Dataset excerpt
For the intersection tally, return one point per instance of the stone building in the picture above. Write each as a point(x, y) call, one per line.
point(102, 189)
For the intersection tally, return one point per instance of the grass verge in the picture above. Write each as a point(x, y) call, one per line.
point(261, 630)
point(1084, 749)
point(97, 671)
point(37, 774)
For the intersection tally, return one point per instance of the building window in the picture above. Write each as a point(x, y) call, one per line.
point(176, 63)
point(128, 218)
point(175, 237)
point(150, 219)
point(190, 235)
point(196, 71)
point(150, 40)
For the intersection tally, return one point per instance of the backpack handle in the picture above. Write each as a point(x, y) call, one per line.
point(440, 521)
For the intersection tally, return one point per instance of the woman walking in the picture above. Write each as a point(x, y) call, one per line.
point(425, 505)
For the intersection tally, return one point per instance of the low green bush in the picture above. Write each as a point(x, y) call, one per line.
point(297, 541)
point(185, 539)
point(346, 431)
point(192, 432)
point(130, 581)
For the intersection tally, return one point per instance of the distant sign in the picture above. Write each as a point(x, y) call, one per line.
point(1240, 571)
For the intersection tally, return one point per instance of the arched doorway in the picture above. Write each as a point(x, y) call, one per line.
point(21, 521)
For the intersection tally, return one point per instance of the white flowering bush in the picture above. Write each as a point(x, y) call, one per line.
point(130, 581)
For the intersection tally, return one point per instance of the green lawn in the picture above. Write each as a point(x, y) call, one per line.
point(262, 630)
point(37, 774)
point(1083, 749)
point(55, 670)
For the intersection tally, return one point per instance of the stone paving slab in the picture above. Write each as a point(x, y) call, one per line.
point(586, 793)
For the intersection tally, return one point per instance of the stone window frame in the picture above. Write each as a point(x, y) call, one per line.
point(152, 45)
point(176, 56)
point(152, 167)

EXERCISE DETAILS: Can you convert the lines in the records, from the one containing "of the green" through the last line of the records (both included), into a numbered list that leaves out any blank lines?

EXERCISE ANSWER:
1. For the intersection tally, return one point per instance of the green lawn in the picture above. Write each as a point(x, y) call, one per line.
2. point(262, 630)
3. point(37, 774)
4. point(1083, 749)
5. point(55, 670)
6. For the intersection tally, return one point per instance of the stone paving slab in the picture above. Write each as a point(x, y) call, one per line.
7. point(586, 793)
8. For the intersection tally, return one point per instance of the stone window frame in the picture above. Write each as a point(x, y) call, one per line.
9. point(152, 45)
10. point(176, 56)
11. point(152, 167)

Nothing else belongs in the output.